» **LISTED RECORDS**
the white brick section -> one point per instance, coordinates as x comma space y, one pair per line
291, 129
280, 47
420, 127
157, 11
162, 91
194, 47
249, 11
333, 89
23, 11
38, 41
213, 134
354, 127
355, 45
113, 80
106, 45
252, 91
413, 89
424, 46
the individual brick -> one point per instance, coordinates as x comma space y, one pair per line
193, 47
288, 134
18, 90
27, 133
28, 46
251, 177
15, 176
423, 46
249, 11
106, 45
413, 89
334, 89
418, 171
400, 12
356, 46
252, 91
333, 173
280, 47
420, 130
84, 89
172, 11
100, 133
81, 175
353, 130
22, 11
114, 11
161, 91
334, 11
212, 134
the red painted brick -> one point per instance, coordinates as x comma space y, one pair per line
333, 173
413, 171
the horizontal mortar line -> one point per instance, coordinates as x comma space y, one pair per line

» **ASSIGNMENT**
The full listing must come back exactly as given.

» **SOLUTION**
the white brick section -> one point per instance, coordinates as x comma space y, one pair per line
291, 129
280, 47
420, 127
157, 11
162, 91
194, 47
249, 11
333, 89
23, 11
38, 41
213, 134
354, 127
355, 45
113, 80
106, 45
252, 91
413, 89
424, 46
the individual brick -> one point per instance, coordinates as x comma space y, one pair per line
193, 47
288, 134
18, 90
27, 133
28, 46
251, 177
15, 176
423, 46
249, 11
106, 45
413, 89
334, 89
418, 171
400, 12
356, 46
252, 91
333, 173
280, 47
420, 130
84, 89
172, 11
100, 133
81, 175
353, 130
22, 11
114, 11
161, 91
334, 11
212, 134
the red painted brick -> one point per instance, coordinates as x comma space y, one pair per line
333, 173
413, 171
the horizontal mortar line -> one point per instance, coordinates as x comma space y, one pair per line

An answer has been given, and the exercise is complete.